REQUIRED WORK:
The listing below should be copied in full, word for word.

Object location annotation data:
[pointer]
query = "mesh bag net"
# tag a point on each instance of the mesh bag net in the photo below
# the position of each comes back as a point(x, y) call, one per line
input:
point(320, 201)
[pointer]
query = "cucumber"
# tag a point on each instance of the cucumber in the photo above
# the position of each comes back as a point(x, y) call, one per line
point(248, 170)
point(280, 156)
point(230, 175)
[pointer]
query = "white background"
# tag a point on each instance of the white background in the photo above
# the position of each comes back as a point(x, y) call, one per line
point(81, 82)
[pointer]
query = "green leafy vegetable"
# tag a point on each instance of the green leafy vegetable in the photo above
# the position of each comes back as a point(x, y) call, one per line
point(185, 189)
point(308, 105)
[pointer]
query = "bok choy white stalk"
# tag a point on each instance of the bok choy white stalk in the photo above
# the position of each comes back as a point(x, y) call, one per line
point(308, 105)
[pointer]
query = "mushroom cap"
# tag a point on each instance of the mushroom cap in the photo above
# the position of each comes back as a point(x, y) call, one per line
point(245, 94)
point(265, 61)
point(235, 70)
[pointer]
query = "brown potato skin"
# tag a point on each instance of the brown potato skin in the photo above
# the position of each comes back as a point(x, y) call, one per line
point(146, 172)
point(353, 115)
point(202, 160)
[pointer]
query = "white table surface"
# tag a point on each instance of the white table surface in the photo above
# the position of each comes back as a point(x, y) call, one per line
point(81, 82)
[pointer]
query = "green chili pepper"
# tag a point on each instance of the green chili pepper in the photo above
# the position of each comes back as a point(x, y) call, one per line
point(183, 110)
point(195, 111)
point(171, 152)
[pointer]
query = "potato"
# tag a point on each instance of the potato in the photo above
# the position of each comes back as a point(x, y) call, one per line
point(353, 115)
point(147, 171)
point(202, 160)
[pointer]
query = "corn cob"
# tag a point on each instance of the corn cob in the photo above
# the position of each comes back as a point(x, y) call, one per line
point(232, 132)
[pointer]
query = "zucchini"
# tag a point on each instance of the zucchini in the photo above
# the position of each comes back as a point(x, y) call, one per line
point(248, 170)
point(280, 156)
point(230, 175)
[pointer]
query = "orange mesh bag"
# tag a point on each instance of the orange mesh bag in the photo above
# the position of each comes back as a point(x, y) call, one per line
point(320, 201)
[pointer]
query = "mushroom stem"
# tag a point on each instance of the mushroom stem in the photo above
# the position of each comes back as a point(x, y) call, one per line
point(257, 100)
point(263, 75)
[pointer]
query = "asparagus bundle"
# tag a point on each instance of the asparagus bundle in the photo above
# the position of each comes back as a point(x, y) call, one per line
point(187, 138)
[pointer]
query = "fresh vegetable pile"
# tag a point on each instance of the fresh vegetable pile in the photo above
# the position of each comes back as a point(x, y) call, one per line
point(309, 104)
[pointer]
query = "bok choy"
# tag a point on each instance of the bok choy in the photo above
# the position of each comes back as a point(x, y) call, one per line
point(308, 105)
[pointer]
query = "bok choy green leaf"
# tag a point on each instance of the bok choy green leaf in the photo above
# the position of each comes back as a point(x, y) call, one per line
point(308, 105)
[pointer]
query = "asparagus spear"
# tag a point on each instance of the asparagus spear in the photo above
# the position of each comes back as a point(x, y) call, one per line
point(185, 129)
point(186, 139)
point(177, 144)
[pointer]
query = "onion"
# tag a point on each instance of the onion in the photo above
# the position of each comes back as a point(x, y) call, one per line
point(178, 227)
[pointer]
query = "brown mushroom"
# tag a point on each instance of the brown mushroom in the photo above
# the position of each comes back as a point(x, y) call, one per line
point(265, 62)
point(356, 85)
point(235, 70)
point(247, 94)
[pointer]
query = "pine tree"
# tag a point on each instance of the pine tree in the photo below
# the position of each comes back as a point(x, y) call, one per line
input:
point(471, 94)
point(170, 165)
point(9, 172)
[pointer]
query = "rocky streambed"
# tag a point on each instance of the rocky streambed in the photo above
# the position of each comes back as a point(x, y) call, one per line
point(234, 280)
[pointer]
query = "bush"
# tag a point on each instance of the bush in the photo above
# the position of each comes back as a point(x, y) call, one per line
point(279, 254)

ANSWER BELOW:
[pointer]
query = "mesh bag net"
# tag a point on each instance of the mesh bag net in the photo below
# the position of each comes back as a point(x, y) call, one per line
input:
point(320, 201)
[pointer]
query = "cucumber"
# tag a point on each instance of the cucumber in the photo above
# the position of each comes back as a point(x, y) call, one per line
point(248, 170)
point(280, 156)
point(230, 175)
[pointer]
query = "white background"
# tag a point on each instance of the white background in the photo above
# the position of each comes back as a point(x, y) call, one per line
point(81, 82)
[pointer]
query = "green leafy vegetable"
# tag a point on each instance of the green leafy vegetable in the photo above
# the position of each comes back as a point(x, y) call, one per line
point(185, 189)
point(308, 105)
[pointer]
query = "bok choy white stalk"
# tag a point on each instance of the bok choy white stalk in the photo above
# the position of each comes back as a point(x, y) call, one per line
point(308, 105)
[pointer]
query = "mushroom cap"
# tag a point on each instance of the mushroom cap in the photo above
# the position of each comes back as a point(x, y) call, one per line
point(245, 94)
point(265, 61)
point(235, 70)
[pointer]
query = "brown potato skin"
# tag a point on each instance of the brown potato skin in the photo above
# the position of each comes back as a point(x, y) call, one per line
point(146, 172)
point(353, 115)
point(202, 160)
[pointer]
query = "white table surface"
# tag a point on each instance of the white table surface in the photo above
# the position of each comes back as a point(x, y) call, one per line
point(81, 82)
[pointer]
query = "green chili pepper"
# tag a point on each instance of the green chili pepper in the photo above
# the position of each comes back as a point(x, y) call, one per line
point(183, 110)
point(195, 111)
point(171, 152)
[pointer]
query = "potato"
# tag a point on each instance of the potato in the photo above
# the position of each comes back as a point(x, y) call, one per line
point(353, 115)
point(147, 171)
point(202, 160)
[pointer]
query = "corn cob"
# tag a point on each instance of the corn cob in the photo above
# the position of each comes back as a point(x, y) call, one per line
point(232, 132)
[pointer]
query = "zucchini"
# tag a point on each instance of the zucchini in the photo above
# the position of each comes back as a point(x, y) call, one per line
point(248, 170)
point(280, 156)
point(230, 175)
[pointer]
query = "orange mesh bag"
# tag a point on each instance of the orange mesh bag in the photo above
# the position of each comes back as a point(x, y) call, one per line
point(320, 201)
[pointer]
query = "mushroom stem"
# tag a point on each instance of the mushroom stem in the photo above
# the position of each comes back as a point(x, y) call, one per line
point(257, 100)
point(263, 75)
[pointer]
query = "asparagus bundle"
# tag a point on each instance of the asparagus bundle in the photo above
# the position of each comes back as a point(x, y) call, one per line
point(187, 138)
[pointer]
query = "fresh vegetable pile"
# tag a point on each instance of the fresh vegetable pile in the photo above
# the position of each comes back as a point(x, y) call, one per line
point(309, 104)
[pointer]
query = "bok choy"
# tag a point on each instance of the bok choy in the photo above
# the position of each comes back as a point(x, y) call, one per line
point(308, 105)
[pointer]
query = "bok choy green leaf"
# tag a point on each instance of the bok choy green leaf in the photo above
# the position of each comes back as a point(x, y) call, one per line
point(308, 105)
[pointer]
query = "asparagus spear"
# tag a point on each instance of the asparagus spear in the photo above
# the position of each comes back as a point(x, y) call, one per line
point(185, 129)
point(186, 139)
point(177, 144)
[pointer]
query = "onion"
# tag a point on each instance of the onion in the photo above
# the position of each comes back as a point(x, y) call, one per line
point(178, 227)
[pointer]
query = "brown mushroom"
# tag a point on each instance of the brown mushroom in the photo above
# the position of each comes back as a point(x, y) call, one per line
point(265, 62)
point(356, 85)
point(235, 70)
point(247, 94)
[pointer]
query = "pine tree"
# tag a point on each instance of the pine tree in the photo below
# the position of each comes back as a point(x, y) call, one per line
input:
point(471, 94)
point(170, 165)
point(9, 172)
[pointer]
query = "rocky streambed"
# tag a point on each instance of the rocky streambed in the photo above
# the position of each comes back as a point(x, y) call, one per line
point(234, 280)
[pointer]
query = "bush"
# tag a point on each instance of the bush in the photo above
# the position of each comes back as a point(x, y) call, one per line
point(279, 254)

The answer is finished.